AIM
Repeat all of the rows below word for word, but leave the pictures out.

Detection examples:
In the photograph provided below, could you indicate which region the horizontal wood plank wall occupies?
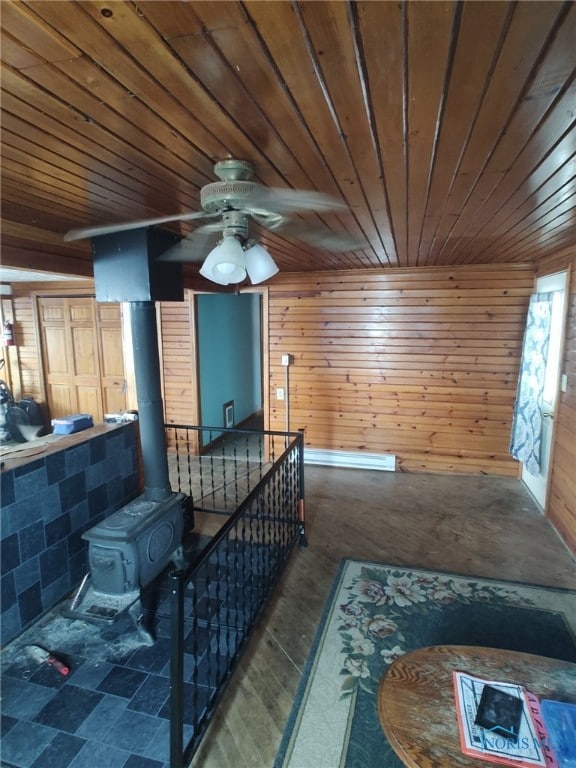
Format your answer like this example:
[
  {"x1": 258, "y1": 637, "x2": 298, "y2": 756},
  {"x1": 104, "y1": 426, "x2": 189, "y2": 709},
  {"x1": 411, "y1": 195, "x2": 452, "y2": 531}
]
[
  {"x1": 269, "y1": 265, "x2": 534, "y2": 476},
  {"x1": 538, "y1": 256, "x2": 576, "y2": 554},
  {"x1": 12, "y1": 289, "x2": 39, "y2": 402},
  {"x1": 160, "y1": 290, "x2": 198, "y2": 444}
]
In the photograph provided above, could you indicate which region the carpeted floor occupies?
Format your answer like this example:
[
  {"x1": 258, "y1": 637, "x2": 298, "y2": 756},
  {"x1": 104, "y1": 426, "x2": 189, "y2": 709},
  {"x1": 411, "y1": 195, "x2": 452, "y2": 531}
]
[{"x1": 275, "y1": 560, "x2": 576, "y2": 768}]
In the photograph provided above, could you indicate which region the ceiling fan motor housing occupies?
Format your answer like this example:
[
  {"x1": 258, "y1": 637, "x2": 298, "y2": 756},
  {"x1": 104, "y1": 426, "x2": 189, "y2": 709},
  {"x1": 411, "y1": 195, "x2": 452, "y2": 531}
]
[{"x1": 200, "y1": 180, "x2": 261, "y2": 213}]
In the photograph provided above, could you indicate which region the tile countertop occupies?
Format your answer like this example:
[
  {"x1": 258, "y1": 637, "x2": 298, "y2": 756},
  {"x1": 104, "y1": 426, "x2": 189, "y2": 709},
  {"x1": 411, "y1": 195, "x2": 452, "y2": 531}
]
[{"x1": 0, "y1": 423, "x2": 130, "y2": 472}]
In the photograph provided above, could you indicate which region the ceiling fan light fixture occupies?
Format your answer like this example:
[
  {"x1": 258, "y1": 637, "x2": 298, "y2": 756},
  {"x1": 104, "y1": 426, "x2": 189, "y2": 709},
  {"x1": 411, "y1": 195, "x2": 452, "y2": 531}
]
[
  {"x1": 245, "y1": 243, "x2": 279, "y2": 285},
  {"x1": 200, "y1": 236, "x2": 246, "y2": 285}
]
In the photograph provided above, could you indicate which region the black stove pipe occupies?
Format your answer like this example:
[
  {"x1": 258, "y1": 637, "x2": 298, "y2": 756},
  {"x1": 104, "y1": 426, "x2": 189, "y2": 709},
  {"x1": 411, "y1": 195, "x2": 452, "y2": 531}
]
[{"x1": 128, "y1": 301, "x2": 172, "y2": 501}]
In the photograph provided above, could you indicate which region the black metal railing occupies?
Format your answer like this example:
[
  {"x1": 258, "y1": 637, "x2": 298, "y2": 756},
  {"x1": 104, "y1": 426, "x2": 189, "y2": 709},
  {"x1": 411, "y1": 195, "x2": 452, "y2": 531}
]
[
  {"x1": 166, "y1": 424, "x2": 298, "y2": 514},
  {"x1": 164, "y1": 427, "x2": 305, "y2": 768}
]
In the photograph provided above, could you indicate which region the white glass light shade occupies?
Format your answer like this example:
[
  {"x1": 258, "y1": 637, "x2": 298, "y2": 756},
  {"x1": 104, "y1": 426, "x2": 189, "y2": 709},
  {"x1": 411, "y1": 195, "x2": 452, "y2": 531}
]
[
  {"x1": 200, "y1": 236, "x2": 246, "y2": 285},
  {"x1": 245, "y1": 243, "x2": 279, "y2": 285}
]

RESULT OF THE EXERCISE
In the photograph provided below, could you indicate which region the horizontal wood plank wall occupies?
Format your answer like this example:
[
  {"x1": 258, "y1": 637, "x2": 298, "y2": 756},
  {"x1": 104, "y1": 426, "x2": 189, "y2": 709},
  {"x1": 411, "y1": 195, "x2": 452, "y2": 531}
]
[
  {"x1": 269, "y1": 265, "x2": 534, "y2": 476},
  {"x1": 538, "y1": 256, "x2": 576, "y2": 554},
  {"x1": 12, "y1": 289, "x2": 39, "y2": 402},
  {"x1": 160, "y1": 290, "x2": 198, "y2": 444}
]
In the photograph provided above, could you indicate which region the carpeted floor occupies?
Format your answer like this example:
[
  {"x1": 258, "y1": 637, "x2": 298, "y2": 756},
  {"x1": 104, "y1": 426, "x2": 189, "y2": 709},
  {"x1": 411, "y1": 195, "x2": 452, "y2": 531}
]
[{"x1": 275, "y1": 560, "x2": 576, "y2": 768}]
In the photograph provided above, could you indicate which region the ceiling fan motor housing occupies?
Format your answer like this example:
[
  {"x1": 258, "y1": 637, "x2": 298, "y2": 756},
  {"x1": 104, "y1": 426, "x2": 189, "y2": 709},
  {"x1": 411, "y1": 195, "x2": 452, "y2": 531}
]
[{"x1": 200, "y1": 180, "x2": 261, "y2": 213}]
In the photograph provided above, could you indicate which region the tile countertop occupies?
Format your answer like this example:
[
  {"x1": 258, "y1": 637, "x2": 298, "y2": 756},
  {"x1": 104, "y1": 426, "x2": 189, "y2": 709},
  {"x1": 411, "y1": 195, "x2": 452, "y2": 531}
]
[{"x1": 0, "y1": 423, "x2": 130, "y2": 472}]
In the photograph provided above, could you indicate which region the ceiling fan light fixture occupies?
Format your answer like this example:
[
  {"x1": 258, "y1": 637, "x2": 298, "y2": 756},
  {"x1": 104, "y1": 426, "x2": 189, "y2": 709},
  {"x1": 411, "y1": 195, "x2": 452, "y2": 531}
]
[
  {"x1": 245, "y1": 243, "x2": 279, "y2": 285},
  {"x1": 200, "y1": 236, "x2": 246, "y2": 285}
]
In the photograph provided above, could you indicate which region the black stove pipe occupies?
Format your answer like this example:
[
  {"x1": 258, "y1": 637, "x2": 298, "y2": 756},
  {"x1": 104, "y1": 426, "x2": 189, "y2": 709},
  {"x1": 411, "y1": 195, "x2": 452, "y2": 531}
]
[{"x1": 128, "y1": 301, "x2": 172, "y2": 501}]
In the photograph provided above, could you indicate which region the black metal railing occupies?
Format your answer like this example:
[
  {"x1": 258, "y1": 637, "x2": 298, "y2": 756},
  {"x1": 104, "y1": 426, "x2": 189, "y2": 709},
  {"x1": 411, "y1": 195, "x2": 452, "y2": 531}
]
[
  {"x1": 166, "y1": 424, "x2": 298, "y2": 514},
  {"x1": 164, "y1": 427, "x2": 305, "y2": 768}
]
In the photograph provided above, could you indicate which region the white glass light shade occupies?
Format your answer like this example:
[
  {"x1": 258, "y1": 637, "x2": 298, "y2": 756},
  {"x1": 104, "y1": 426, "x2": 189, "y2": 709},
  {"x1": 411, "y1": 195, "x2": 452, "y2": 531}
]
[
  {"x1": 200, "y1": 236, "x2": 246, "y2": 285},
  {"x1": 245, "y1": 243, "x2": 279, "y2": 285}
]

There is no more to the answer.